(Rows from a data source)
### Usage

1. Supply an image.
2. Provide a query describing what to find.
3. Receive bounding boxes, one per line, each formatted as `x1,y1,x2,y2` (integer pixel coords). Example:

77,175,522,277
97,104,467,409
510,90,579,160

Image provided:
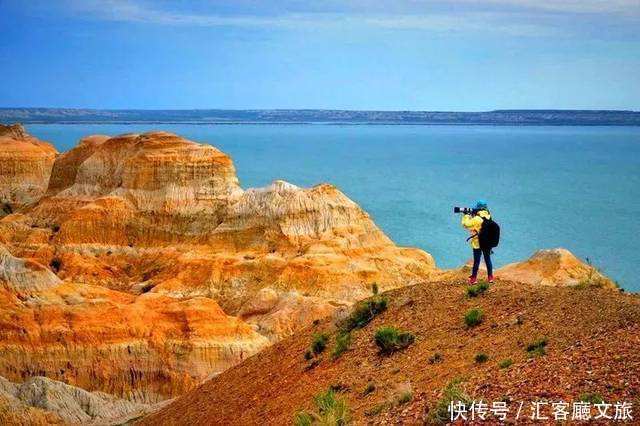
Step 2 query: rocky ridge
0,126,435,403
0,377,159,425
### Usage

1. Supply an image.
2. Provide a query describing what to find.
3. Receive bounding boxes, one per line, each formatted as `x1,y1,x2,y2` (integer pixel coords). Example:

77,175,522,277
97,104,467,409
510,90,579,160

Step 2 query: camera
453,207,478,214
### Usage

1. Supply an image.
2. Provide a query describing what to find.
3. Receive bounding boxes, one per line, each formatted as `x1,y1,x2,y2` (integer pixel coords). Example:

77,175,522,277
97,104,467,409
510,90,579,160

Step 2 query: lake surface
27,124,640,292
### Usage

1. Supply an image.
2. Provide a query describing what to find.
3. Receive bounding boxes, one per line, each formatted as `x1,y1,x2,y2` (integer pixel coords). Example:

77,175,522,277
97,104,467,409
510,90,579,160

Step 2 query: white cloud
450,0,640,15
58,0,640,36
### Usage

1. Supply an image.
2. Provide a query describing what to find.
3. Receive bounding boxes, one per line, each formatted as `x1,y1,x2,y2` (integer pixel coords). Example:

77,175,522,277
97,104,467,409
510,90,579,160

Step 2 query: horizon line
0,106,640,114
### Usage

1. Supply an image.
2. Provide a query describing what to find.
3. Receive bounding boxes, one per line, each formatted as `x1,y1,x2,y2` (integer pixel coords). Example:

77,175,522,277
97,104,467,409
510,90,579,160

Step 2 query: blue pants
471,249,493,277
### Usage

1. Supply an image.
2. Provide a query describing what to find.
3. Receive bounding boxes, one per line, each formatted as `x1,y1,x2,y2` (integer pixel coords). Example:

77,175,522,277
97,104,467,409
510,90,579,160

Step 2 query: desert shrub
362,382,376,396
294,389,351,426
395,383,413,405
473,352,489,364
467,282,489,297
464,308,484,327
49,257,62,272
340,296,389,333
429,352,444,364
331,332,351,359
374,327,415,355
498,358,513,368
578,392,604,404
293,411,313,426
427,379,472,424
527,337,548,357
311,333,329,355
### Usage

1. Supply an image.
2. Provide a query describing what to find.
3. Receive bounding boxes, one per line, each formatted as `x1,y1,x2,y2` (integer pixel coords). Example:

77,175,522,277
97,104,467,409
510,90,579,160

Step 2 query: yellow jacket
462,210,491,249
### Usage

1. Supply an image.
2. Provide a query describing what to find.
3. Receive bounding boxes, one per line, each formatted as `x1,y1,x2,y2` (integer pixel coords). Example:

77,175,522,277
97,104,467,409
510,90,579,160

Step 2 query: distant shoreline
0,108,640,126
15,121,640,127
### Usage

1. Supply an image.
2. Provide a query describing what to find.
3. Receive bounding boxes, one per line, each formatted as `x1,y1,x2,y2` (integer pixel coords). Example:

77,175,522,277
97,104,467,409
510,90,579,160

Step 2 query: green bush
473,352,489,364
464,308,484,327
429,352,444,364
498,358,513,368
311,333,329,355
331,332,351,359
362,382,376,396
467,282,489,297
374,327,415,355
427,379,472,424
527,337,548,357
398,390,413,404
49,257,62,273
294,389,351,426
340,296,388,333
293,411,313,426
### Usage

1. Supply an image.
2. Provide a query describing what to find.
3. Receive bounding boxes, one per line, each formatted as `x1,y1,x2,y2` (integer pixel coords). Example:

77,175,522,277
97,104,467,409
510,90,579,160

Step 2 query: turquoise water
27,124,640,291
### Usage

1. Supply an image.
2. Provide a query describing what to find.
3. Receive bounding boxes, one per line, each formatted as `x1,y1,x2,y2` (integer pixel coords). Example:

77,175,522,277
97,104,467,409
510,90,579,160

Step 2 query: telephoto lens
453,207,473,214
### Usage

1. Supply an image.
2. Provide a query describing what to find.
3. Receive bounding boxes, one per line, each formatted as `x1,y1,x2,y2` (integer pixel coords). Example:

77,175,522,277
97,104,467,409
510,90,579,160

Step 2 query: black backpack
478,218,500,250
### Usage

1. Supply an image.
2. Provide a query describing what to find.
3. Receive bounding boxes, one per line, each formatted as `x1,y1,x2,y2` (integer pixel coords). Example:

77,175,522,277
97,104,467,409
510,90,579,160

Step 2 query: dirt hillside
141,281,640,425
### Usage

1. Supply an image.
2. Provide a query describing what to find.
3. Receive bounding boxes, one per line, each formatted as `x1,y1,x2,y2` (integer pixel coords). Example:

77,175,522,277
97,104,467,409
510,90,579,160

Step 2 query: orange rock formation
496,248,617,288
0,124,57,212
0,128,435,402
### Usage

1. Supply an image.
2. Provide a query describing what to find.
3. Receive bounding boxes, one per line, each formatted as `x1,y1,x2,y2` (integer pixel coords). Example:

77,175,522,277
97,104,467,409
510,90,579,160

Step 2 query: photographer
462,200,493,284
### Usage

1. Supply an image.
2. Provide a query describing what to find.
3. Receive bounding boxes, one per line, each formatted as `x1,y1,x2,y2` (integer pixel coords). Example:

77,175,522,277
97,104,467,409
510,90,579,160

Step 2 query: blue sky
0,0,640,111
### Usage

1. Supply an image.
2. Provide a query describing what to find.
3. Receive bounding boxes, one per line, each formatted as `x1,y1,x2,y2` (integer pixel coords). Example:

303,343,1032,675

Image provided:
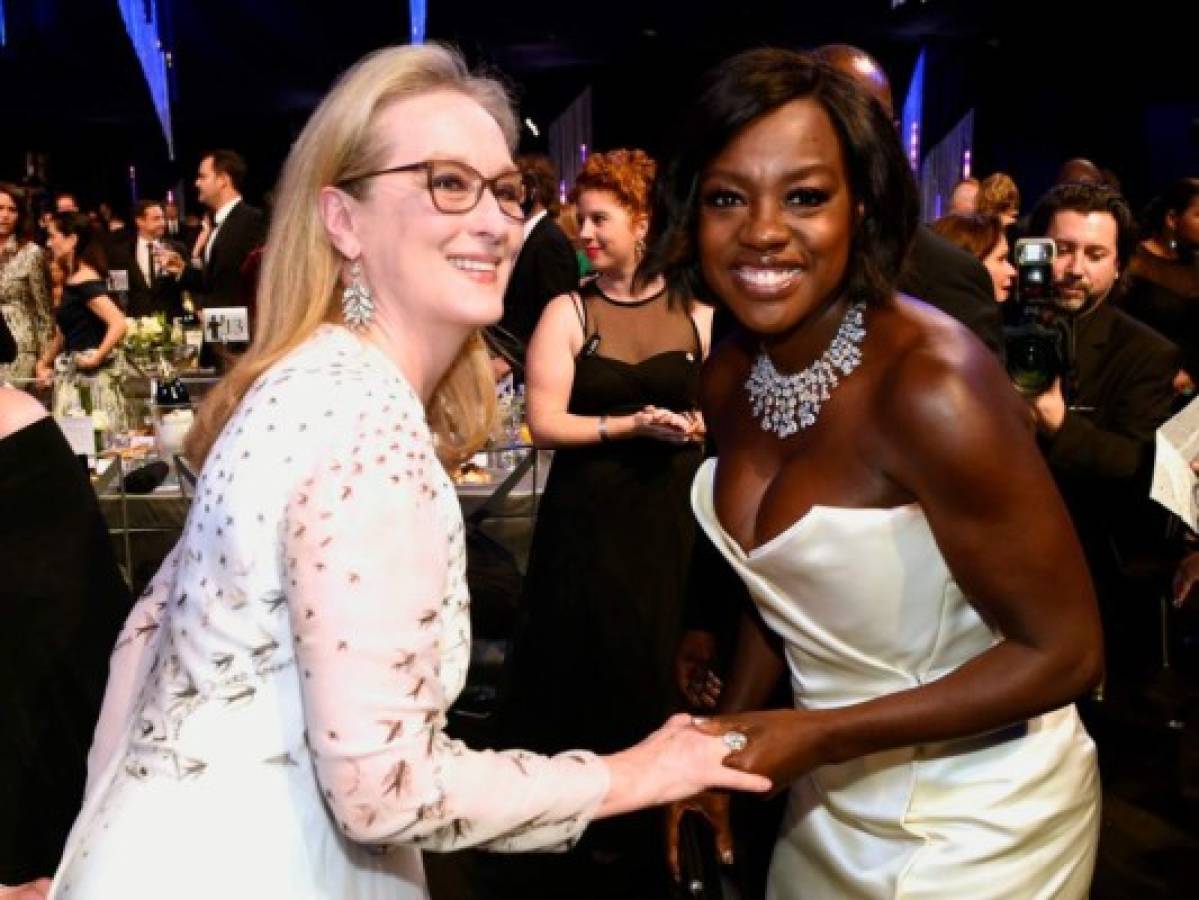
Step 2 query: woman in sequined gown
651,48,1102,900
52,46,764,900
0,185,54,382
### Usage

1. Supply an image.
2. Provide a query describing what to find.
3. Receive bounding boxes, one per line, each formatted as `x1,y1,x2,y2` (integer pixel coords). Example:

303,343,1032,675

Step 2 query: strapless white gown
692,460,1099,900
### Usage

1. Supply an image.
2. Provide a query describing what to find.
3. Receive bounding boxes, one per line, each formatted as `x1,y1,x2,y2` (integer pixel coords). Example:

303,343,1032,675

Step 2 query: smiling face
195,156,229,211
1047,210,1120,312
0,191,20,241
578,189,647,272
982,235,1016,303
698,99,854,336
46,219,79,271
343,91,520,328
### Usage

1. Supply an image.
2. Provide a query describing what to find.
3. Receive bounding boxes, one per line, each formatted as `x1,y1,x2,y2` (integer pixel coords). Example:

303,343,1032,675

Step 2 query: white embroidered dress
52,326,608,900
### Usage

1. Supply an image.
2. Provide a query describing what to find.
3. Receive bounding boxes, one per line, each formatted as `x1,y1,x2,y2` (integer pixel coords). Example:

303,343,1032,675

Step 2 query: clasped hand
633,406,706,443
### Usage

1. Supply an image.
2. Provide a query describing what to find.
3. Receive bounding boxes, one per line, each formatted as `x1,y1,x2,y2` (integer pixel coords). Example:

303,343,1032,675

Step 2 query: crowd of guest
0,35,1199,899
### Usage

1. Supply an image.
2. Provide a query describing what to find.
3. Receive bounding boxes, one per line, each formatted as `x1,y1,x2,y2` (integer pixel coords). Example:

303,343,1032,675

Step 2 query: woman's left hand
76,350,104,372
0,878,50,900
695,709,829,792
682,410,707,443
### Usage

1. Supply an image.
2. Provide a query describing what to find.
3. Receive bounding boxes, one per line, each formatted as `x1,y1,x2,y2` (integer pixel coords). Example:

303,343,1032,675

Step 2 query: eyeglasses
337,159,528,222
...
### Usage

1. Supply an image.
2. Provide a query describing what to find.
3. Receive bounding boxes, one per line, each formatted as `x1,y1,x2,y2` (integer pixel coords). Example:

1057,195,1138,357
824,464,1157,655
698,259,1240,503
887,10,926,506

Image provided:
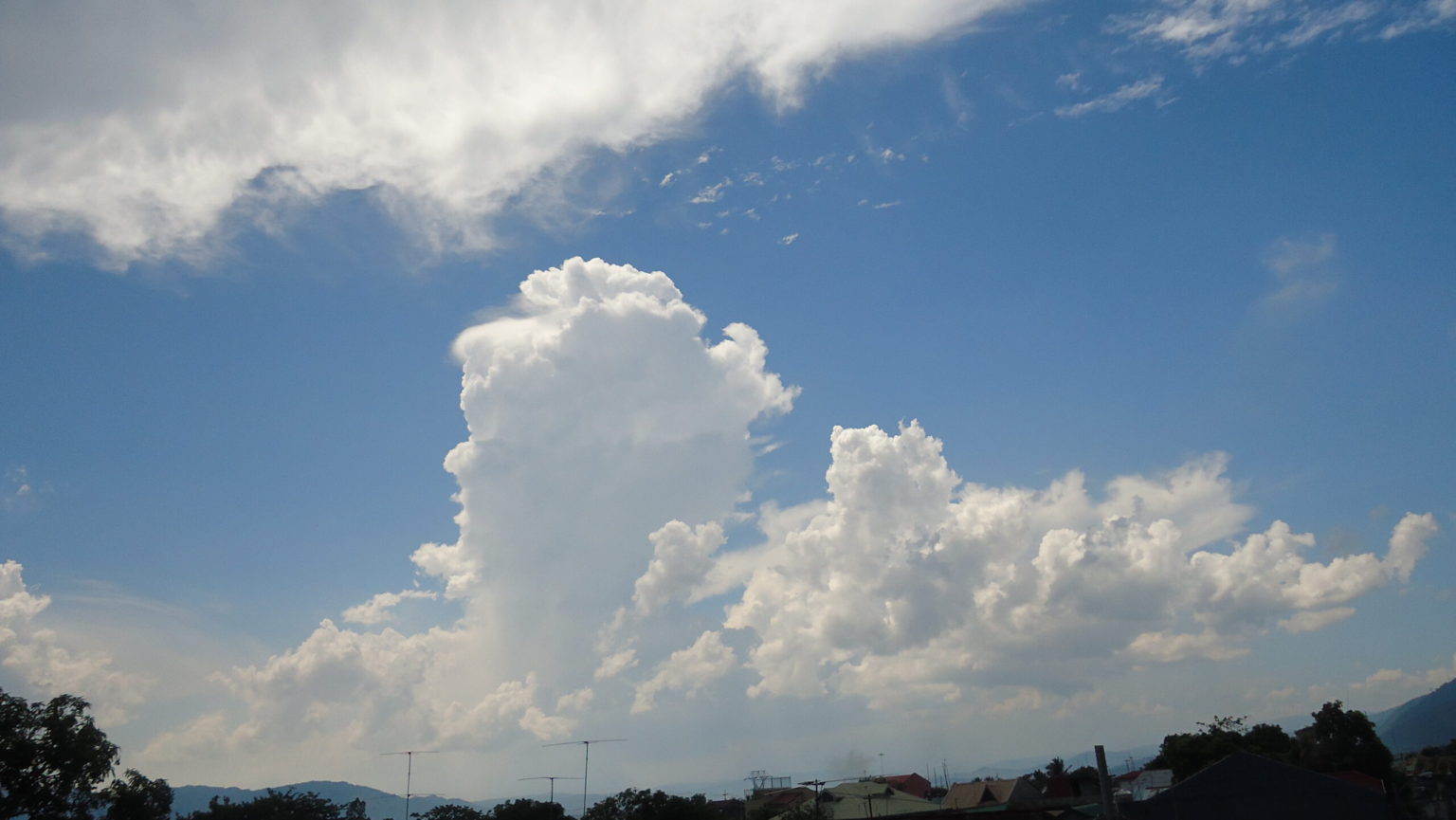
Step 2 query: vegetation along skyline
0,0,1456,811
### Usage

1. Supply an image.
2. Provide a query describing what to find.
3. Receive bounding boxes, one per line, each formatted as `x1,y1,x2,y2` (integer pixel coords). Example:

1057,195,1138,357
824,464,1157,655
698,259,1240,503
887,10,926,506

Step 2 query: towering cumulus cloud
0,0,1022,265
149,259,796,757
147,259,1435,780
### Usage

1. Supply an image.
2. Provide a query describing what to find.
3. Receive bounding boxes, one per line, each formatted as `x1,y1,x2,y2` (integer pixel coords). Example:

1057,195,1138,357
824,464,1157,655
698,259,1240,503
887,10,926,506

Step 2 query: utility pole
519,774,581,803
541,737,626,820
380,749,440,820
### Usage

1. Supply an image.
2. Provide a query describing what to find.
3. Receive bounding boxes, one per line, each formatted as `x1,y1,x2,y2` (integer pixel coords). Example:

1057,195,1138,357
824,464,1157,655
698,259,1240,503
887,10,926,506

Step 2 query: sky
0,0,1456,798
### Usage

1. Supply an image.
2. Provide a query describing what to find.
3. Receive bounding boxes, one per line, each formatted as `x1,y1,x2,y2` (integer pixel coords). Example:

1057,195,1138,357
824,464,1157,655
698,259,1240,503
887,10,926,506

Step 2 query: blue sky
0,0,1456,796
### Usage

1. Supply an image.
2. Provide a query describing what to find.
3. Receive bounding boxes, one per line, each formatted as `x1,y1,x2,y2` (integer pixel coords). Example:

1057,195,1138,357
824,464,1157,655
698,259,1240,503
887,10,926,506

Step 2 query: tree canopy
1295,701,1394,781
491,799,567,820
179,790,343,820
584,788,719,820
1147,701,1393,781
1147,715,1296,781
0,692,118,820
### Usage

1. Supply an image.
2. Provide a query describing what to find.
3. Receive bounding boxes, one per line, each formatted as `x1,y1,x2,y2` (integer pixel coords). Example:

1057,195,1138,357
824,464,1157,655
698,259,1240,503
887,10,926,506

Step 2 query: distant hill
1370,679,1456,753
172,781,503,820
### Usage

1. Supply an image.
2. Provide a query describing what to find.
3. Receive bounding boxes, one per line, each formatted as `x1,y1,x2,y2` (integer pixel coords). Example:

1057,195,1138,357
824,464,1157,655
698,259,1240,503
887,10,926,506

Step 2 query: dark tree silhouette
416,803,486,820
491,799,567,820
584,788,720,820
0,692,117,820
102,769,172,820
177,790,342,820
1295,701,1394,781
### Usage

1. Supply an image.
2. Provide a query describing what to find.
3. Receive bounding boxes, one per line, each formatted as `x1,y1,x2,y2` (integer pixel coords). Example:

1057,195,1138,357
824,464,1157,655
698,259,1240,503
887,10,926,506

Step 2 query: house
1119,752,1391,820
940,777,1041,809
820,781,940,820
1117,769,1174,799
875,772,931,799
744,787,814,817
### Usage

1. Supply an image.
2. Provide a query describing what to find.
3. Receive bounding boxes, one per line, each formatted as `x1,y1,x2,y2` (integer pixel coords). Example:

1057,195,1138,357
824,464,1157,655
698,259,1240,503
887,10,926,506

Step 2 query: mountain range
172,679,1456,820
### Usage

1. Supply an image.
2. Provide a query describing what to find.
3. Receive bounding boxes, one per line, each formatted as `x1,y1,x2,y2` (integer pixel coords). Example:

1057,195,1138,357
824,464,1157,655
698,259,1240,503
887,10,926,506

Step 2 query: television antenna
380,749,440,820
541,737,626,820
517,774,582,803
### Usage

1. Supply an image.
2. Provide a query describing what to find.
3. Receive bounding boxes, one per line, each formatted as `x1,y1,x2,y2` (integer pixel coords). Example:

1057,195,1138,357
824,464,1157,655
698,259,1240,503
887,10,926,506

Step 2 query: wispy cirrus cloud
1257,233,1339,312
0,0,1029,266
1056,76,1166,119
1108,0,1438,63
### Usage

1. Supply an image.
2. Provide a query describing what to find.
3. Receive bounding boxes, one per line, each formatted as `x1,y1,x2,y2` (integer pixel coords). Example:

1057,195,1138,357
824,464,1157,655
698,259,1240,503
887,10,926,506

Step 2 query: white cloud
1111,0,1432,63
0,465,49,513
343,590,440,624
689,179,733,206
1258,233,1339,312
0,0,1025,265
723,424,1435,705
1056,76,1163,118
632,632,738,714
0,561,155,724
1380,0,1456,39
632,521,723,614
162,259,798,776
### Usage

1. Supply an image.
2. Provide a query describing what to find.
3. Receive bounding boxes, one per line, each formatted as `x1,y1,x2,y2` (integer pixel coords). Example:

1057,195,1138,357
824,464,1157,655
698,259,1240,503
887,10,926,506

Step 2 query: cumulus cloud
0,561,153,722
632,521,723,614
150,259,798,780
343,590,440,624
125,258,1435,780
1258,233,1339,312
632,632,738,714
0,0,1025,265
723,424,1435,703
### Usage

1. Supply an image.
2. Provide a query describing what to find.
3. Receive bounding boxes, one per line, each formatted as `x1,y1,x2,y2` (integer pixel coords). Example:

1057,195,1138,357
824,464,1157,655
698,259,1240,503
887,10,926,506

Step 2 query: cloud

Task prompt –
Report every line in the rows above that contains the word "woman".

Answer to this problem –
Step 2 query: woman in sequined gown
Step 2 query: woman's left hand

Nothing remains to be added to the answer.